Selected excerpt:
Bandaranaike addressed a special meeting of the Jaffna Youth Congress in late 1926 on the federal form of government. He said,

If one considers past history, one would see that the three communities, the Tamils, Low country Sinhalese and the Kandyan Sinhalese, have lived for over a thousand years in Ceylon and had not shown any tendency to merge. They preserved their custom, language and religion. He would be a very rash man who would pin his faith on the gradual disappearance of the differences. The moment they began to speak of taking the government into their own hands then the differences that are lying dormant smoldered forth. A centralized form of government assumed a homogenous whole. I know no part of the world where a government was carried on under such conflicting circumstances as would be experienced in Ceylon.

Kandyans grasp federal idea.

Bandaranaike abandoned the federal idea in 1928 and started fostering Sinhala nationalism but Kandyans grasped it. The Kandyan chiefs who were in the Ceylon National Congress accepted  the 1924 reforms on an undertaking given by the Congress leaders that  no Low Country Sinhalese would contest  the constituencies in the Kandyan province. The Congress leaders did not keep their promise. Kandyans won the election only in three electorates and the rest went to the Low Country Sinhalese.

Exercise instructions: Summarize the passage on Bandaranaike and the federal idea in three sentences.

Items:
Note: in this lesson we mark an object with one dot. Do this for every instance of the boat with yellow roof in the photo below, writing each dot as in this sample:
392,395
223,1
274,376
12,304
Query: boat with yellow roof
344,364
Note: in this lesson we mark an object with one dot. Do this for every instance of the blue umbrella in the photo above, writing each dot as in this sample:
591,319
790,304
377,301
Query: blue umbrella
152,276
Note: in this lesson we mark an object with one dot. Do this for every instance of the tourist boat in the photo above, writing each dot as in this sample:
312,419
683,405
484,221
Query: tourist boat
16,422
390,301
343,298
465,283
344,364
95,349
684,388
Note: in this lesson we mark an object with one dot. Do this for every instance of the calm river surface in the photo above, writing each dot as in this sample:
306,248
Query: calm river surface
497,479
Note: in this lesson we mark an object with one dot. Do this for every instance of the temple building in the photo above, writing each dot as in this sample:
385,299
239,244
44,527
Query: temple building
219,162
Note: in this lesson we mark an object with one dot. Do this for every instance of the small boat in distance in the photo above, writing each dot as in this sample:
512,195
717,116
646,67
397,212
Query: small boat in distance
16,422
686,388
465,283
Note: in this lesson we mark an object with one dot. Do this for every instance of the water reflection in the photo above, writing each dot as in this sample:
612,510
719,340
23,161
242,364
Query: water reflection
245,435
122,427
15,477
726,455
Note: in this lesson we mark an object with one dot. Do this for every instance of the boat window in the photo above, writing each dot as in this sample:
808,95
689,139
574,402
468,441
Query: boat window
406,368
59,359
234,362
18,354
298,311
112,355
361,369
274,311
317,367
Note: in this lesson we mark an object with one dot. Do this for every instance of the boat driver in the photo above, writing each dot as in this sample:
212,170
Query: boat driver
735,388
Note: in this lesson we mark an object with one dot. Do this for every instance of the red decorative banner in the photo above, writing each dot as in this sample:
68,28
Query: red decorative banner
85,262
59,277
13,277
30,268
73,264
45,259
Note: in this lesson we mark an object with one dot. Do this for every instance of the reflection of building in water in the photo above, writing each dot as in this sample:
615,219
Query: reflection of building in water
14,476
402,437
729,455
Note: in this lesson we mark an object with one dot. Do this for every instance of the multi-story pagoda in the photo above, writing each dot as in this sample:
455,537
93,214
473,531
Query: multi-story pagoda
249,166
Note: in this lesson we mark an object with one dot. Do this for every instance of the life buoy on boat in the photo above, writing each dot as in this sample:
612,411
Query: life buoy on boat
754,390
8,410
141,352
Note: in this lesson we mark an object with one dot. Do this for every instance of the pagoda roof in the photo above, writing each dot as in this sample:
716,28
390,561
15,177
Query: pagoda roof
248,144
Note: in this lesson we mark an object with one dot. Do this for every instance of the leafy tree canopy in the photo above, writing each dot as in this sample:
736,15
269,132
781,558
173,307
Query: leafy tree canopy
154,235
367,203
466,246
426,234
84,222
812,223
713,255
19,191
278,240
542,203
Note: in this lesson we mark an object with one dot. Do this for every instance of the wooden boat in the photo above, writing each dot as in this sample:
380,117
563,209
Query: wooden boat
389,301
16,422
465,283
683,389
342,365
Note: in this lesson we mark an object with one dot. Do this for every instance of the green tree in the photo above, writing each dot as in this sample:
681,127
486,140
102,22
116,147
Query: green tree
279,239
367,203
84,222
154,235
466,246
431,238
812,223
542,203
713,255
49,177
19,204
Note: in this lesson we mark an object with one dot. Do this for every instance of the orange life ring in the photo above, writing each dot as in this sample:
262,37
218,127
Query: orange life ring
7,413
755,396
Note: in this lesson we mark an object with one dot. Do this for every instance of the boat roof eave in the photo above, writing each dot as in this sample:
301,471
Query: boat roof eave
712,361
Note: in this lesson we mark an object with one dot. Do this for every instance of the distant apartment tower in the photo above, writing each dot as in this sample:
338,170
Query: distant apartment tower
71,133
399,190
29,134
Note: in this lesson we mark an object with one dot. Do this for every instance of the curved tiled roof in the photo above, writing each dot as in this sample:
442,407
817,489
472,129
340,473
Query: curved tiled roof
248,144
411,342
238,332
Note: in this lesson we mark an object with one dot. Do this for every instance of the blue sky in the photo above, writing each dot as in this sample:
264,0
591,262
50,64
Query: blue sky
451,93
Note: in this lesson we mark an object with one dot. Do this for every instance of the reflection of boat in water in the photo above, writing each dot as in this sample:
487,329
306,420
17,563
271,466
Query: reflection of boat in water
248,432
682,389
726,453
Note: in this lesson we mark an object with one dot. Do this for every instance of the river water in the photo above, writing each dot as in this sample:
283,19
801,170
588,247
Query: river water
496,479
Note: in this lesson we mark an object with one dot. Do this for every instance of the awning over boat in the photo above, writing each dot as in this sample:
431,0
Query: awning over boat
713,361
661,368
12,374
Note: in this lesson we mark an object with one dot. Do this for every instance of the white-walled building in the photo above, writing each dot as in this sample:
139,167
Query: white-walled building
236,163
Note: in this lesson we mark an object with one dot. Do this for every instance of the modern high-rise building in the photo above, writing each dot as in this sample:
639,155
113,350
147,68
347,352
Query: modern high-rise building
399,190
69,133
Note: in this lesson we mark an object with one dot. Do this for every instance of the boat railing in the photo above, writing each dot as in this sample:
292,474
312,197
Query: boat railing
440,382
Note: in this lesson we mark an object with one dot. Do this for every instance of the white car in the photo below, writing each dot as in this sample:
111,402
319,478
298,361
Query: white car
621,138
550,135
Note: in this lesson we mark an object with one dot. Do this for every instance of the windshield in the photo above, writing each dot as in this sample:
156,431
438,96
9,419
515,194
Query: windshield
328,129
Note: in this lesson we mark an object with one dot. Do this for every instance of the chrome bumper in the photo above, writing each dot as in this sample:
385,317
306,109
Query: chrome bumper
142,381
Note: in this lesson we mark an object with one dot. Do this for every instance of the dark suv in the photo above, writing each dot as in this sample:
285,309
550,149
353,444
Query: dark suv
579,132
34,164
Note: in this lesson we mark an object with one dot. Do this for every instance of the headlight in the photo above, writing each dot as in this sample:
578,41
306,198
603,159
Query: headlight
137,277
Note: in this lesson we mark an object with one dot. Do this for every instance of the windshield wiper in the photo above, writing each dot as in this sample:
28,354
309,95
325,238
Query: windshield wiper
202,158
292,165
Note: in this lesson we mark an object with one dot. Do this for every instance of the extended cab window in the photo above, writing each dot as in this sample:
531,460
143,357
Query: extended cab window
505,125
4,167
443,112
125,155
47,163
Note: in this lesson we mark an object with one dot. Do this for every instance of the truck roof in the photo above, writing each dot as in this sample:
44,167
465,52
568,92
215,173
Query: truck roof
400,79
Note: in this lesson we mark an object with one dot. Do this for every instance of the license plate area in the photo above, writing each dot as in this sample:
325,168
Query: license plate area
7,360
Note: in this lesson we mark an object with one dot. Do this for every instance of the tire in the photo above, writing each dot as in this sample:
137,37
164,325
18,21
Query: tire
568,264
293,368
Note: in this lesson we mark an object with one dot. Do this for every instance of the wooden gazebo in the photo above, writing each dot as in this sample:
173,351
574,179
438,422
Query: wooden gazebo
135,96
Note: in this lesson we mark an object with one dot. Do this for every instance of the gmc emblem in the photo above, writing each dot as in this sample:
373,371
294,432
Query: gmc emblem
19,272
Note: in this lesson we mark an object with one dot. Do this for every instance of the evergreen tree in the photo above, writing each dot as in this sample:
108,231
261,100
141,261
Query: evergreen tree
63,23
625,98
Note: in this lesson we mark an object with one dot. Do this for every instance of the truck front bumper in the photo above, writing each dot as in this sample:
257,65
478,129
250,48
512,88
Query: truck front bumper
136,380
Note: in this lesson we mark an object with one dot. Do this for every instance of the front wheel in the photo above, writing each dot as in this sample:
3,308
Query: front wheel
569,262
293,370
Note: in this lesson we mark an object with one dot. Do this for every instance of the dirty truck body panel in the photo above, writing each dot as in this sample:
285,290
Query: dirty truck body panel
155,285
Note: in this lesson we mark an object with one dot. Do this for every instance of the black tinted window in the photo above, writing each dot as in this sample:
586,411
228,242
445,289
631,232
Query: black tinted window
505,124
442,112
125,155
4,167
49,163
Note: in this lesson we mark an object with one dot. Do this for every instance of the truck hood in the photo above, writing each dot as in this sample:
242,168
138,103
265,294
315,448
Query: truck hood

Written reply: In late 1926, Bandaranaike told a special meeting of the Jaffna Youth Congress that the Tamils, Low Country Sinhalese and Kandyan Sinhalese had lived in Ceylon for over a thousand years without merging, each preserving its own custom, language and religion. He argued that a centralized form of government assumed a homogeneous whole, which Ceylon's conflicting circumstances did not fit. He abandoned the federal idea in 1928 for Sinhala nationalism, but the Kandyans took it up, having seen Congress leaders break their promise that no Low Country Sinhalese would contest Kandyan province constituencies, so that Kandyans won only three electorates.